Je vous addresse l’extraict de quelques articles d’une lettre que j’ay receue
de monsieur le cardinal Grimaldi par lesquelz vous cognoistrez avec quelz
applaudissemens et quel honneur pour Leurs Majestez s’est passée la
déclaration publicque qu’ont faicte messieurs les Barberins de serviteurs de
cette couronne et les conséquences avantageuses qui s’ensuivront d’avoir
estably un party dans Rome plus considérable que n’y en a jamais eu la
France.
Sa Majesté fist appeller avant-hyer dans le conseil monsieur le nonce et luy
fist parler par monsieur le chancellier sur le subjet de monsieur le cardinal
Anthoine que l’on continue à poursuivre mesme depuis que Sa Majesté a
accordé sa protection à toute la famille, mais comme monsieur le comte de
Brienne a esté chargé de vous addresser la copie du discours mesme que
ledit sieur chancellier a faict par lequel vous serez amplement informez de
tout, je n’avois rien à y adjouster.

___

*Tâche courte 1*
Résumez en deux phrases le paragraphe de la lettre qui commence par « Sa Majesté fist appeller », en conservant ses faits principaux.
La lettre et la liste sont deux documents indépendants.

___

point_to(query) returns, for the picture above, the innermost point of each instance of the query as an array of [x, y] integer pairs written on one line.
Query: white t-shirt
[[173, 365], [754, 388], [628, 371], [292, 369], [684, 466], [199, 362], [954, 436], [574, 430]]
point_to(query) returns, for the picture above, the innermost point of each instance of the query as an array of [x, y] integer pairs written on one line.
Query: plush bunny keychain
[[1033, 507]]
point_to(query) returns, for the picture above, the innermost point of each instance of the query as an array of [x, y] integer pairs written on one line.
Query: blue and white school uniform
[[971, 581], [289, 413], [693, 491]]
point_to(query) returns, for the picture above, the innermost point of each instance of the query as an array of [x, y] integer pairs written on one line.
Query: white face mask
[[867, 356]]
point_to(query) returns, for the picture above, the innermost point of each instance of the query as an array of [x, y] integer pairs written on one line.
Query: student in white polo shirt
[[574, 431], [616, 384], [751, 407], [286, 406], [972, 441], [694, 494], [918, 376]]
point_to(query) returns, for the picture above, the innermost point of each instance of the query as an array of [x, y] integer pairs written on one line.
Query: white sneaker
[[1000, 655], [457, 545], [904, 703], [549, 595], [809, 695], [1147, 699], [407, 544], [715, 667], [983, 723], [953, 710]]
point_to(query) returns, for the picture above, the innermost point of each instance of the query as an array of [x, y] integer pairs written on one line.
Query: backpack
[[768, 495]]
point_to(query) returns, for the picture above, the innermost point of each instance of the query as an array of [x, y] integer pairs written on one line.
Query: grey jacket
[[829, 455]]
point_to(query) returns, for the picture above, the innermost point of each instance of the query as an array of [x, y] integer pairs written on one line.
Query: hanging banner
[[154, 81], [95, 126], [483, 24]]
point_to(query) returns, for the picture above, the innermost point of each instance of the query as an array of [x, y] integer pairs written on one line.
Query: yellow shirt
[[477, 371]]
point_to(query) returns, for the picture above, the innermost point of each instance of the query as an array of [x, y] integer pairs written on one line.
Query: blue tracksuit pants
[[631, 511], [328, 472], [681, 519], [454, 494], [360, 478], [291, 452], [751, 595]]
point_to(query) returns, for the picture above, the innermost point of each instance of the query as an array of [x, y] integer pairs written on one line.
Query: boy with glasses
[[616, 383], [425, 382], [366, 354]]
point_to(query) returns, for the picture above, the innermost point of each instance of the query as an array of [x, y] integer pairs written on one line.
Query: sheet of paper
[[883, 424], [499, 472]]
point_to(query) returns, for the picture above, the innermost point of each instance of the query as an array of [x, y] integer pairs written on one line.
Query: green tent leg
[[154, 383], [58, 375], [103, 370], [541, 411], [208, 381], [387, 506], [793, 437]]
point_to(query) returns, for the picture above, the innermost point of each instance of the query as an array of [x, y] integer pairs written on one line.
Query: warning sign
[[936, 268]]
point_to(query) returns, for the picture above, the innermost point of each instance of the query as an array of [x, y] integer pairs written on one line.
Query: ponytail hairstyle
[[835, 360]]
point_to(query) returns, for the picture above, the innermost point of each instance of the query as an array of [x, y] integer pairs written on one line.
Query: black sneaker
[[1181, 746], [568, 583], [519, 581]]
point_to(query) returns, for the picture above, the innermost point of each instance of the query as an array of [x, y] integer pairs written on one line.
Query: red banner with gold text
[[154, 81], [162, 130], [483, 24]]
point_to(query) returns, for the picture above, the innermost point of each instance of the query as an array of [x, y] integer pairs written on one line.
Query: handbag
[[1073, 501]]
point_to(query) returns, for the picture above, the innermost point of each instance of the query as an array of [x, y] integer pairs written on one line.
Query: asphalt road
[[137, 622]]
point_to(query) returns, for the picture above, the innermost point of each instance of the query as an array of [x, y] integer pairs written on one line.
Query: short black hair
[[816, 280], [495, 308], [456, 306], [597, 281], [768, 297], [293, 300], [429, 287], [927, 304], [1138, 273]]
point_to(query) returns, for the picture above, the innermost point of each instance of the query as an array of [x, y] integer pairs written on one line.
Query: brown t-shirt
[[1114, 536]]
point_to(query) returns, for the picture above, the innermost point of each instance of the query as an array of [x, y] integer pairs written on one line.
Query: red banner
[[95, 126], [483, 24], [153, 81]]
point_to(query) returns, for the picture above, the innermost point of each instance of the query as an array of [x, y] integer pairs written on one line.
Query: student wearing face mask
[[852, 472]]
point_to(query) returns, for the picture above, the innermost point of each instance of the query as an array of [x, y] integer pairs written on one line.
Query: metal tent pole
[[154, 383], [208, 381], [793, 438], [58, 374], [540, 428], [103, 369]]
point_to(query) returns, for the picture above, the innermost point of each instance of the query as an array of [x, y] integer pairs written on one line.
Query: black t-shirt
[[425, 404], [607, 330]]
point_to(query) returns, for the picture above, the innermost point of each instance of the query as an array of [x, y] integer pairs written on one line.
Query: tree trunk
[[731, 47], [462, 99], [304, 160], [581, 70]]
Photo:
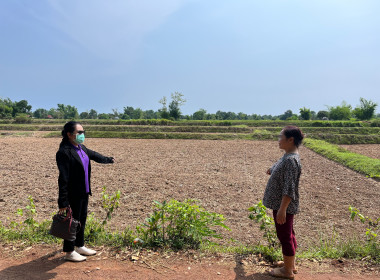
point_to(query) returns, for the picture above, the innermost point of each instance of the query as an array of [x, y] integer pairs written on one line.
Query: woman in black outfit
[[73, 161]]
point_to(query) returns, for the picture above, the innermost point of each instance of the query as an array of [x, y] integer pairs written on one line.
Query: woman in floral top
[[281, 195]]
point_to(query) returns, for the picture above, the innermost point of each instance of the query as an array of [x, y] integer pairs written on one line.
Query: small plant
[[372, 226], [95, 229], [30, 213], [109, 204], [180, 225], [259, 215]]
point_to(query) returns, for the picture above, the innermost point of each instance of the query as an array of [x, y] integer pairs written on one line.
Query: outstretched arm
[[98, 157]]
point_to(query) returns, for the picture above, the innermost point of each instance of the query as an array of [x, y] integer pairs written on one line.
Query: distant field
[[226, 176], [369, 150]]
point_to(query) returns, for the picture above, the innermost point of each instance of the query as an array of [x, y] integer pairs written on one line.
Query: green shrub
[[259, 214], [22, 118], [360, 163], [180, 225]]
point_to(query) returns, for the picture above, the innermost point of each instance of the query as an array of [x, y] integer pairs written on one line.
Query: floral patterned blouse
[[284, 180]]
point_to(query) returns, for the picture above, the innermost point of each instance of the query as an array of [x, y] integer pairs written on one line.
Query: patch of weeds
[[360, 163], [272, 247], [180, 225]]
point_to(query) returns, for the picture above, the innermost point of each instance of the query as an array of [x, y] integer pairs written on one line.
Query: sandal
[[277, 272], [281, 264]]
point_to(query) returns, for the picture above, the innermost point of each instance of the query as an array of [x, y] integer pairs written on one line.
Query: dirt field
[[226, 176], [45, 262], [370, 150]]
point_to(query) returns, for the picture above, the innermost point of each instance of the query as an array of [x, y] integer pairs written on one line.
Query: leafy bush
[[360, 163], [180, 225], [22, 118]]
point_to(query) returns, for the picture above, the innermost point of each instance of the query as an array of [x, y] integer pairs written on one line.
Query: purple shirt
[[85, 161]]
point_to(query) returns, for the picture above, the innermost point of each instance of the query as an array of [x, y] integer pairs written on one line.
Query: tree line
[[172, 110]]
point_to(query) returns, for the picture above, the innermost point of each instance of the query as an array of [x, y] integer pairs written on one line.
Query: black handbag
[[65, 227]]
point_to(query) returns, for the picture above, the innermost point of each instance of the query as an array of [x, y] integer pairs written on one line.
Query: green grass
[[249, 123], [360, 163]]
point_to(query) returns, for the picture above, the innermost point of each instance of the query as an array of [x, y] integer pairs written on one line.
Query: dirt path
[[46, 262]]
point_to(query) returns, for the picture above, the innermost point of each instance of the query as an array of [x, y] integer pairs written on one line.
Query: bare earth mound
[[369, 150], [226, 177]]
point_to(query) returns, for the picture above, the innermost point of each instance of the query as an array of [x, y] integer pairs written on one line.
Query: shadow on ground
[[36, 269]]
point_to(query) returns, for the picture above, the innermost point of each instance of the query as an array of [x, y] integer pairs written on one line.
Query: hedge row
[[360, 163], [196, 129], [251, 123]]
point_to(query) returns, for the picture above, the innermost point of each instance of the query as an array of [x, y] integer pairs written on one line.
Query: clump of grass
[[360, 163]]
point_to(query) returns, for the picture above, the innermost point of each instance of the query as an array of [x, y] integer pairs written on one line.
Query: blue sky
[[262, 57]]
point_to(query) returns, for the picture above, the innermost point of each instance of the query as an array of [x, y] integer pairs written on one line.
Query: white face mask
[[79, 138]]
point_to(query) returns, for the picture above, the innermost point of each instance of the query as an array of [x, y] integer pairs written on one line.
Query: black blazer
[[71, 180]]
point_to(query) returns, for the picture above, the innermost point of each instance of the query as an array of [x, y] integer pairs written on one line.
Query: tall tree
[[67, 111], [305, 113], [175, 105], [342, 112], [366, 109], [200, 114], [40, 113], [164, 113]]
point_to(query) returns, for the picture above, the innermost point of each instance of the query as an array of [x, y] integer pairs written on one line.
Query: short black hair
[[295, 132], [68, 127]]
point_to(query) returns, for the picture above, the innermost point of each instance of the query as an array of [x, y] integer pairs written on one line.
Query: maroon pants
[[285, 234]]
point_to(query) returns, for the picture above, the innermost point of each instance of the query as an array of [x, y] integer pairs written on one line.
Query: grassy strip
[[196, 129], [260, 135], [250, 123], [256, 135], [346, 139], [330, 248], [360, 163]]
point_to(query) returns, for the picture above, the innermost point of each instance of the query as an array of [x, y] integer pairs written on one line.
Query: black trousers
[[79, 207]]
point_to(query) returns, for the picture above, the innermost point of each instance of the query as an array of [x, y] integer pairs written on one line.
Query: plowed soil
[[370, 150], [226, 177]]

___

*Tâche courte 2*
Relevez chaque ligne de la liste contenant le mot « woman », en respectant la casse.

*Résultat 1*
Avant-hier, Sa Majesté a fait appeler le nonce au conseil et lui a fait parler par le chancelier au sujet du cardinal Antoine, que l'on continue de poursuivre même depuis qu'elle a accordé sa protection à toute la famille. Le comte de Brienne étant chargé d'envoyer la copie du discours du chancelier, qui informera amplement le destinataire, l'auteur n'avait rien à y ajouter.

*Résultat 2*
Query: woman in black outfit
Query: woman in floral top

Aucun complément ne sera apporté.